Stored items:
>>>>
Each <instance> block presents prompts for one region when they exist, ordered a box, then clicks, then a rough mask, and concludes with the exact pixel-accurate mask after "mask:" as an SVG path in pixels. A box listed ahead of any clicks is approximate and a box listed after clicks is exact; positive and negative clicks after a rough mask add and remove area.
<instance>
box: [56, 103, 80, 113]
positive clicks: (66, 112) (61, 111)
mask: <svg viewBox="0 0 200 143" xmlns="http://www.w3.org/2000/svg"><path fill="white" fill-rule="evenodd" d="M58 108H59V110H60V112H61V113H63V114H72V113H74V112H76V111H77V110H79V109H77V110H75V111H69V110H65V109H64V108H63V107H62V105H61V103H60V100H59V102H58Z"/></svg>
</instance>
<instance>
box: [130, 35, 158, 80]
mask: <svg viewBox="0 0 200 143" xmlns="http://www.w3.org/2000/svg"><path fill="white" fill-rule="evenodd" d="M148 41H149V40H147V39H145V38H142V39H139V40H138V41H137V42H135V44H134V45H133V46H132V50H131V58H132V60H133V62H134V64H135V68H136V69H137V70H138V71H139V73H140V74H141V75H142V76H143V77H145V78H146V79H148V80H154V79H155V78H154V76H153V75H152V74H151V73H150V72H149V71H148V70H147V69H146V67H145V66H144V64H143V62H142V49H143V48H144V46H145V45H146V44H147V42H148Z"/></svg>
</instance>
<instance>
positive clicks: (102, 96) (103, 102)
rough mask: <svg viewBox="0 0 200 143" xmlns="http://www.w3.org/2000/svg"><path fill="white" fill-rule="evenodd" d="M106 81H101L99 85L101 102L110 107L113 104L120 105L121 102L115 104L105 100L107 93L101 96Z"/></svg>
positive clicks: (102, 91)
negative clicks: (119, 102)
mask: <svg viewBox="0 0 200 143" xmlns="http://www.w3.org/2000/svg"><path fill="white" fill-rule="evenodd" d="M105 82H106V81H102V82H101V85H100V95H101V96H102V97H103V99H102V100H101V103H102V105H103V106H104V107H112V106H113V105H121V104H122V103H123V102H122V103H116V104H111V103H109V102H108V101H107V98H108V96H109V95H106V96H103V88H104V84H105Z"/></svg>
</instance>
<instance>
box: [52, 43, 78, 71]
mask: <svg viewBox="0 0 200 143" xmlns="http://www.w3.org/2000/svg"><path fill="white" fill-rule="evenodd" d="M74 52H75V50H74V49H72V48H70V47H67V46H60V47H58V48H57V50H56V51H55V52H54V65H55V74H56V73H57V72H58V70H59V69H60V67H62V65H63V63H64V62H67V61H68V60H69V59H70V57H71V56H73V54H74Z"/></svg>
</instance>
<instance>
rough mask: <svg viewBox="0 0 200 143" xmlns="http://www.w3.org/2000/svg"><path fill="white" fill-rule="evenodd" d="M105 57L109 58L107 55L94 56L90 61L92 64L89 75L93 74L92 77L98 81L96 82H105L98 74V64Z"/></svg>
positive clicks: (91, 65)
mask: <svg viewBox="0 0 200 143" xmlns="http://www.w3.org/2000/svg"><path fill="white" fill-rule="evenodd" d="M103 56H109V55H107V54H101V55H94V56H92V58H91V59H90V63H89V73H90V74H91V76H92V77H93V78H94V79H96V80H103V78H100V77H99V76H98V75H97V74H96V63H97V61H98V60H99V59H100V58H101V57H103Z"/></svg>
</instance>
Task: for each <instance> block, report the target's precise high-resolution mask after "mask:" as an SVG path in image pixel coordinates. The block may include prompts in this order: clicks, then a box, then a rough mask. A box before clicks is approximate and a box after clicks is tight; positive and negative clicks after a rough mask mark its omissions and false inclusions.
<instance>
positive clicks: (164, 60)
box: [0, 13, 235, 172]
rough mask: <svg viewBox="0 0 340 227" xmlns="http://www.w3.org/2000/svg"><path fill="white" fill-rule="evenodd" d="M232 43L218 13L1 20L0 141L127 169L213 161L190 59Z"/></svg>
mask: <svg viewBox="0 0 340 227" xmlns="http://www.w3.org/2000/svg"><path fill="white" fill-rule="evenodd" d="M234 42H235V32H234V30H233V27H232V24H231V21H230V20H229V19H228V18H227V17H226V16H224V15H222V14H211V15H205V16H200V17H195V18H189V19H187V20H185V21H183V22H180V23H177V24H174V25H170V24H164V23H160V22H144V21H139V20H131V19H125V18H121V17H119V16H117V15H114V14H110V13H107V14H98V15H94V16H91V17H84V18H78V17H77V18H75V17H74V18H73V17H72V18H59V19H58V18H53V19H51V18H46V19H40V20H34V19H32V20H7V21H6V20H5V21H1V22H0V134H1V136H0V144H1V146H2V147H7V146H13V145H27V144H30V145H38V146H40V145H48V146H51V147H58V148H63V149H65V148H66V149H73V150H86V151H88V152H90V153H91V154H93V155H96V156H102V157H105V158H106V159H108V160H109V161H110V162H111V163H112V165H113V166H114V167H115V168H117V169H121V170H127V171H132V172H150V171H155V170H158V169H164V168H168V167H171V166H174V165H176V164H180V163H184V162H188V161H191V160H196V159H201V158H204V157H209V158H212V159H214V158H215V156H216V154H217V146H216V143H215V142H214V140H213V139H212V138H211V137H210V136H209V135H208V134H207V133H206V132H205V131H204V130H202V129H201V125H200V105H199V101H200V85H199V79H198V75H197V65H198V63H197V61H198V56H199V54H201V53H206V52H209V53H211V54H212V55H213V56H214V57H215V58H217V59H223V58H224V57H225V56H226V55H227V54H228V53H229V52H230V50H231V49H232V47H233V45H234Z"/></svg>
<<<<
PROBLEM TO WORK ON => Every line of the data must appear again in the answer, exactly as written.

TASK RESPONSE =>
Each <instance> block presents prompts for one region when they exist, ordered a box, then clicks, then a rough mask, and concludes with the exact pixel-accurate mask after "mask:" as an SVG path in pixels. A box listed ahead of any clicks is approximate and a box listed after clicks is exact; positive and negative clicks after a rough mask add and remove area.
<instance>
box: [56, 103, 80, 113]
positive clicks: (66, 112) (61, 111)
mask: <svg viewBox="0 0 200 143" xmlns="http://www.w3.org/2000/svg"><path fill="white" fill-rule="evenodd" d="M58 108H59V110H60V112H61V113H63V114H72V113H74V112H76V111H77V110H79V109H77V110H75V111H69V110H65V109H64V108H63V107H62V105H61V103H60V100H59V102H58Z"/></svg>
</instance>
<instance>
box: [130, 35, 158, 80]
mask: <svg viewBox="0 0 200 143" xmlns="http://www.w3.org/2000/svg"><path fill="white" fill-rule="evenodd" d="M148 41H149V40H147V39H145V38H142V39H139V40H138V41H137V42H135V44H134V45H133V46H132V50H131V58H132V60H133V62H134V64H135V68H136V69H137V70H138V71H139V73H140V74H141V75H142V76H143V77H145V78H146V79H148V80H154V79H155V78H154V76H153V75H152V74H151V73H150V72H149V71H148V70H147V69H146V67H145V66H144V64H143V62H142V49H143V48H144V46H145V45H146V44H147V42H148Z"/></svg>
</instance>
<instance>
positive clicks: (102, 96) (103, 102)
rough mask: <svg viewBox="0 0 200 143" xmlns="http://www.w3.org/2000/svg"><path fill="white" fill-rule="evenodd" d="M106 81H101L99 85L101 102L110 107L113 104L120 105L121 102L115 104L105 100L107 93L101 96Z"/></svg>
positive clicks: (102, 91)
negative clicks: (119, 102)
mask: <svg viewBox="0 0 200 143" xmlns="http://www.w3.org/2000/svg"><path fill="white" fill-rule="evenodd" d="M105 82H106V81H102V82H101V85H100V95H101V96H102V97H103V99H102V100H101V103H102V105H103V106H104V107H112V106H113V105H121V104H122V103H123V102H122V103H116V104H111V103H109V102H108V101H107V98H108V96H109V95H106V96H103V88H104V84H105Z"/></svg>
</instance>
<instance>
box: [52, 43, 78, 71]
mask: <svg viewBox="0 0 200 143" xmlns="http://www.w3.org/2000/svg"><path fill="white" fill-rule="evenodd" d="M74 52H75V50H74V49H72V48H70V47H67V46H60V47H58V48H57V50H56V51H55V52H54V65H55V74H56V73H57V72H58V70H59V69H60V67H62V65H63V63H64V62H67V61H68V60H69V59H70V57H71V56H73V54H74Z"/></svg>
</instance>
<instance>
rough mask: <svg viewBox="0 0 200 143" xmlns="http://www.w3.org/2000/svg"><path fill="white" fill-rule="evenodd" d="M105 57L109 58L107 55L94 56L90 61L92 64L89 75L93 74L92 77L98 81L96 82H105L98 74V64Z"/></svg>
positive clicks: (91, 65)
mask: <svg viewBox="0 0 200 143" xmlns="http://www.w3.org/2000/svg"><path fill="white" fill-rule="evenodd" d="M103 56H109V55H107V54H101V55H94V56H92V58H91V59H90V63H89V73H90V74H91V76H92V77H93V78H94V79H96V80H103V78H100V77H99V76H98V75H97V74H96V63H97V61H98V60H99V59H100V58H101V57H103Z"/></svg>
</instance>
Task: for each <instance> block, report the target's precise high-resolution mask after "mask:" as an SVG path in image pixel coordinates. The block may include prompts in this order: clicks, then a box, then a rough mask. A box before clicks is approximate and a box after clicks is tight; positive and negative clicks after a rough mask mark its omissions and false inclusions.
<instance>
positive clicks: (164, 60)
box: [0, 13, 235, 172]
rough mask: <svg viewBox="0 0 340 227" xmlns="http://www.w3.org/2000/svg"><path fill="white" fill-rule="evenodd" d="M232 43L218 13L1 20L0 141L127 169L213 161L190 59Z"/></svg>
mask: <svg viewBox="0 0 340 227" xmlns="http://www.w3.org/2000/svg"><path fill="white" fill-rule="evenodd" d="M234 42H235V32H234V30H233V27H232V24H231V21H230V20H229V19H228V18H227V17H226V16H224V15H222V14H211V15H205V16H200V17H195V18H189V19H187V20H185V21H183V22H180V23H177V24H174V25H170V24H164V23H160V22H144V21H139V20H131V19H125V18H121V17H119V16H117V15H114V14H110V13H107V14H98V15H94V16H91V17H84V18H78V17H77V18H75V17H74V18H73V17H72V18H59V19H58V18H53V19H51V18H46V19H40V20H34V19H32V20H7V21H6V20H5V21H1V22H0V134H1V136H0V144H1V146H2V147H7V146H13V145H27V144H30V145H38V146H40V145H48V146H51V147H58V148H63V149H65V148H66V149H73V150H86V151H88V152H90V153H91V154H93V155H96V156H102V157H105V158H106V159H108V160H109V161H110V162H111V163H112V165H113V166H114V167H115V168H117V169H121V170H127V171H132V172H150V171H155V170H158V169H164V168H168V167H171V166H174V165H176V164H180V163H184V162H188V161H191V160H196V159H201V158H204V157H209V158H212V159H214V158H215V156H216V154H217V146H216V143H215V142H214V140H213V139H212V138H211V137H210V136H209V135H208V134H207V133H206V132H205V131H204V130H202V129H201V125H200V105H199V101H200V85H199V79H198V75H197V65H198V63H197V61H198V56H199V54H201V53H206V52H209V53H211V54H212V55H213V56H214V57H215V58H217V59H223V58H224V57H225V56H226V55H227V54H228V53H229V52H230V50H231V49H232V47H233V45H234Z"/></svg>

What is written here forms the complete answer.